僕はアメリカ文学を取り巻く状況や、アメリカで出版される洋書の紹介雑誌『アメリカン・ブックジャム』を出してきたが、記念すべき創刊号のタイトルは『On the Road』だった。これは、「まだ、道なかばで行き先の知れない」という思いからだったが、ビート世代を代表する作家ジャック・ケルアックに敬意を表する気持もあった。

その後、ウィリアム・バロウズの編集者にインタビューをしたり、ギンズバーグ財団に雑誌企画の相談に乗ってもらったりとビート世代の人々と知り合うようになった。また、ビート・ジェネレーションの詩人グレゴリー・コーソから書き下ろしの詩をもらい、ケルアックが『 On the Road』に書いたサンフランシスコを本の道順のとおりに再び辿ってみる企画もやってみた。
──────────────────────────────
→ **課題の要件**
上に示した、雑誌『アメリカン・ブックジャム』とビート世代の人々との関わりを述べた文章について、最後の文の後に続く部分を書きなさい。
──────────────────────────────
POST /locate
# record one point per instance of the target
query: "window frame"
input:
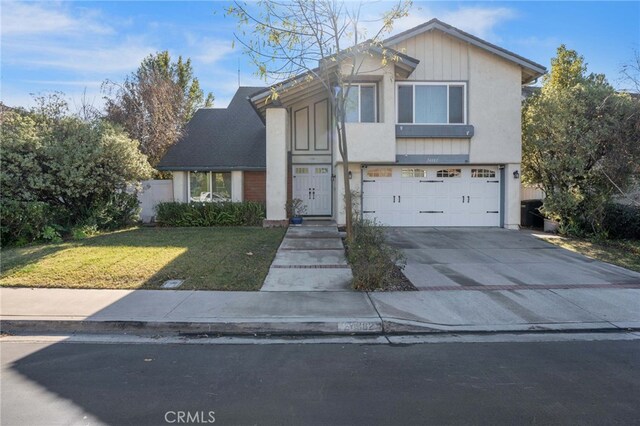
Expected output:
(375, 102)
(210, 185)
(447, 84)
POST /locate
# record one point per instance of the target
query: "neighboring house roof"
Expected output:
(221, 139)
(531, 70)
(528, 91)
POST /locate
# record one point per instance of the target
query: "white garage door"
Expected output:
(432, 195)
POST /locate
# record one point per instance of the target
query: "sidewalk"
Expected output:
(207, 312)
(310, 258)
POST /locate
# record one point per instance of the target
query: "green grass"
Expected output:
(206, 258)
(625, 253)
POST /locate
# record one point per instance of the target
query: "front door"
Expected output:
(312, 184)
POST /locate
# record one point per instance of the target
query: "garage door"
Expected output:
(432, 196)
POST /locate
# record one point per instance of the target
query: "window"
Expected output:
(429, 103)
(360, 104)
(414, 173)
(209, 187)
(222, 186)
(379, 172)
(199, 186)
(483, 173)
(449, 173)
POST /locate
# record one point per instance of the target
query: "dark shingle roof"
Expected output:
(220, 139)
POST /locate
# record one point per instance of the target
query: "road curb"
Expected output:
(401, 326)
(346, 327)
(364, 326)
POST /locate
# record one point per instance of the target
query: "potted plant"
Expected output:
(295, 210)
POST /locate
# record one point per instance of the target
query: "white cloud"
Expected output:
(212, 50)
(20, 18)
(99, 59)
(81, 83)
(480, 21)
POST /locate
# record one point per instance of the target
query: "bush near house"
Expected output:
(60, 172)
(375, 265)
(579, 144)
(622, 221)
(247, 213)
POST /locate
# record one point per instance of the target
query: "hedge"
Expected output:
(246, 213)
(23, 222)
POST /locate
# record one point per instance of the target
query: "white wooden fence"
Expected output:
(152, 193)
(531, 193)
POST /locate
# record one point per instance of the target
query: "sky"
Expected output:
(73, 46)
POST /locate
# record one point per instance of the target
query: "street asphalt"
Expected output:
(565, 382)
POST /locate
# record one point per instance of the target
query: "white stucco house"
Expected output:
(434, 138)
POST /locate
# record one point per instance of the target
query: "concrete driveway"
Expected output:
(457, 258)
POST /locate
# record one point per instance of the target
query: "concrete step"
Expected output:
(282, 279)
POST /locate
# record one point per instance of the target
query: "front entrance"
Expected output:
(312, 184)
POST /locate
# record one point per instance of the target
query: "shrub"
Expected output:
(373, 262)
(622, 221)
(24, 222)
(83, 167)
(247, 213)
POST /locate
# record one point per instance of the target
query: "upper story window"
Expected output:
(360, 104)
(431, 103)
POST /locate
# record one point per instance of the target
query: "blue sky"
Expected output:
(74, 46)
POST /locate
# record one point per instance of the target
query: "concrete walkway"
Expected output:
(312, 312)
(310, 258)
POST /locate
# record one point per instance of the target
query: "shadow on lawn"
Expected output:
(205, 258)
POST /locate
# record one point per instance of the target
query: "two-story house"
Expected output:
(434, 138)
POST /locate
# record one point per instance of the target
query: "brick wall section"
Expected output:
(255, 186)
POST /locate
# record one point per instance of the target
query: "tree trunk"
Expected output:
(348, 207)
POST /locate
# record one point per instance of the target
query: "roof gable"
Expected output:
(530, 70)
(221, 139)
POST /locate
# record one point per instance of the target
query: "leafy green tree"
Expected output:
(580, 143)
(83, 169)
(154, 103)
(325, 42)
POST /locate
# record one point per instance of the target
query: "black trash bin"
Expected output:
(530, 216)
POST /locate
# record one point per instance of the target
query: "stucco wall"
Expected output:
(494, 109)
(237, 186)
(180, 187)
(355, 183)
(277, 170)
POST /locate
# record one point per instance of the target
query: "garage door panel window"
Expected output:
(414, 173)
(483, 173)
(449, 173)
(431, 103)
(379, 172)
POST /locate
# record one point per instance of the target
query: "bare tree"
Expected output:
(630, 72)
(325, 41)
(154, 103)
──────────────────────────────
→ **解答**
今年は1957年に出版された小説『On the Road』が出てからちょうど50年目にあたり、出版50周年を記念してケルアックが書いた小説『On the Road』の原型となる第1稿が出版された。

ケルアックは47年頃から小説の構想を練りながらニール・キャサディなどとともにアメリカを旅して回った。そして51年4月、ニューヨークの20丁目にあったアパートで約3週間をかけて小説『On the Road』のもととなる原稿を書いた。今回出版されたのはこの時の原稿だ。ケルアックはトレーシングペーパーにタイプを打ち、そのペーパーをつなぎ合わせ丸め、一巻の巻物のようにした。そのためこの原稿は一般に「スクロール」と呼ばれている。

「スクロール」版と6年後に出版された小説『On the Road』との最も大きな違いは、「スクロール」版が基本的にノンフィクションであるところだ。

読者にとって特に心躍るのは、小説では偽名となっている登場人物たちが、ニール・キャサディ、アレン・ギンズバーグウィリアム・バロウズなど全て実名で登場するところだろう。ビート世代を代表する彼らの実名が出てくることで、人物像がぴたりと定まり小説とは違ったダイナミックさが生まれている。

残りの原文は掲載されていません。